> Prompt
Copy out the listing exactly.

==================================================

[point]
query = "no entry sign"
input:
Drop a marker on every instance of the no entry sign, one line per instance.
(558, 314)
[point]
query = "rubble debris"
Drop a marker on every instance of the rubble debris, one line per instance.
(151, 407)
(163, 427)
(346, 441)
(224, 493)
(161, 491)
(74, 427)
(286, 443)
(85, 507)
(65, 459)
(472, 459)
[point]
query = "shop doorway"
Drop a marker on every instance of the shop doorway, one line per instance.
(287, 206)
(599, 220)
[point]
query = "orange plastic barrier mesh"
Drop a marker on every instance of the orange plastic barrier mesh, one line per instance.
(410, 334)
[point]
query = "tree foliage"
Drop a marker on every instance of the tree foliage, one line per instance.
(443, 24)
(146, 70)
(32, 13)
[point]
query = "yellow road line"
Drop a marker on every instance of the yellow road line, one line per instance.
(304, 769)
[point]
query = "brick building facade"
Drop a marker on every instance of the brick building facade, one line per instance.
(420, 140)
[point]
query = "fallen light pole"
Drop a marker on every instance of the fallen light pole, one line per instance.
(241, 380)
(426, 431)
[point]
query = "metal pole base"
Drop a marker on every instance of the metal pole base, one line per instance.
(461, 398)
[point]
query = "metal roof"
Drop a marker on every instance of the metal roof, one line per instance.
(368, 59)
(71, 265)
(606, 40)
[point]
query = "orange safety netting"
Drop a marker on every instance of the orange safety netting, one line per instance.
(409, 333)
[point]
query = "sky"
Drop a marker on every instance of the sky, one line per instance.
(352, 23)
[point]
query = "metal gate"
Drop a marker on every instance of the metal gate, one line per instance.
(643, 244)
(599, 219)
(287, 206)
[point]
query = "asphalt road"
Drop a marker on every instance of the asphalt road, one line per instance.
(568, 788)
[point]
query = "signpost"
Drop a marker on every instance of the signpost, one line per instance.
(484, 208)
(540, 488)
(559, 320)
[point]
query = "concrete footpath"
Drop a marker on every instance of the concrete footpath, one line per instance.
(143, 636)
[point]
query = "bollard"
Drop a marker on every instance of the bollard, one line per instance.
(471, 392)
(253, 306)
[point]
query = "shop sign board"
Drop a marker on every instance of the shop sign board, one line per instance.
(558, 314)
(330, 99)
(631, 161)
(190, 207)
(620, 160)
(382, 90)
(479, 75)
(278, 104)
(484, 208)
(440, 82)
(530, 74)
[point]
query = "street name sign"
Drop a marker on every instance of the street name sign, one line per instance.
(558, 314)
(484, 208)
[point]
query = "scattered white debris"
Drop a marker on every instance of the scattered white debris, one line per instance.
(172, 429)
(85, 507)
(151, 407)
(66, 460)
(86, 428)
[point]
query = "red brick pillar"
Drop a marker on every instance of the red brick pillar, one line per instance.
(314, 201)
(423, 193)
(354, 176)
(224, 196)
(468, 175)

==================================================

> Exercise output
[point]
query = "no entry sign"
input:
Drop a marker on every instance of the no entry sign, one line per instance.
(558, 314)
[point]
query = "rubble debris"
Drop a marker on every instance of the rubble debris, one line per instance.
(151, 407)
(163, 427)
(346, 441)
(224, 493)
(161, 491)
(74, 427)
(286, 443)
(85, 507)
(65, 459)
(472, 459)
[point]
query = "shop doorway"
Drop a marker on every instance of the shop doorway, one line per instance.
(287, 206)
(599, 220)
[point]
query = "orange plastic barrier mesh"
Drop a marker on every instance of the orange plastic barrier mesh, one line per instance.
(410, 334)
[point]
query = "tree foliage"
Drop a marker on every instance of the tree foliage, one line per instance.
(443, 24)
(146, 70)
(32, 13)
[point]
query = "yellow road line"
Drop a marker on every instance of the yellow road line, one line per instance.
(304, 769)
[point]
query = "brick building facade"
Drop a marker on every instance of the brick building facade, one line per instance.
(420, 140)
[point]
query = "fallen light pole"
Drop a marker on every instance of the fallen light pole, one line per instance.
(241, 380)
(426, 431)
[point]
query = "metal pole base"
Drop a marker on every instance of the metal pole base, one line per instance.
(461, 398)
[point]
query = "metal roof"
Drop a marker on every instance of the metal roof, one line per instance.
(368, 59)
(71, 265)
(606, 40)
[point]
query = "orange safety netting"
Drop a marker on every instance of the orange safety netting, one line per instance.
(409, 333)
[point]
query = "sky"
Drop a marker on every instance of the sky, one line per instance.
(352, 23)
[point]
query = "metal gate"
Drop a marker on every instance of the metal gate, one line per instance.
(643, 244)
(599, 219)
(287, 206)
[point]
query = "asphalt road"
Drop a marker on every instance of the asphalt road, one line per instance.
(568, 788)
[point]
query = "signpost"
Drop a marker on every instance of the signpost, one line per instance.
(484, 208)
(540, 488)
(559, 320)
[point]
query = "concrete footpath"
Drop a marker on every instance of the concrete footpath, one line per instance.
(143, 636)
[point]
query = "bollard"
Drop a marker on every instance of the bollard, one line per instance.
(471, 392)
(253, 306)
[point]
query = "shop sign board"
Drop a marker on every instance of the shop sign board, one line per instance.
(558, 314)
(330, 99)
(631, 161)
(190, 207)
(620, 160)
(382, 90)
(479, 75)
(278, 104)
(484, 208)
(440, 82)
(530, 74)
[point]
query = "street name sign"
Drop a marker on every instance of the street name sign, one line per instance.
(558, 314)
(484, 208)
[point]
query = "scattered white debris"
Drop a marker on every instance of the scattered white debris, one line per instance.
(172, 429)
(85, 507)
(151, 407)
(66, 460)
(86, 428)
[point]
query = "red brick pillar"
Drop a marker on every instance of the red brick pillar, one line per instance.
(314, 201)
(423, 193)
(354, 176)
(224, 196)
(468, 175)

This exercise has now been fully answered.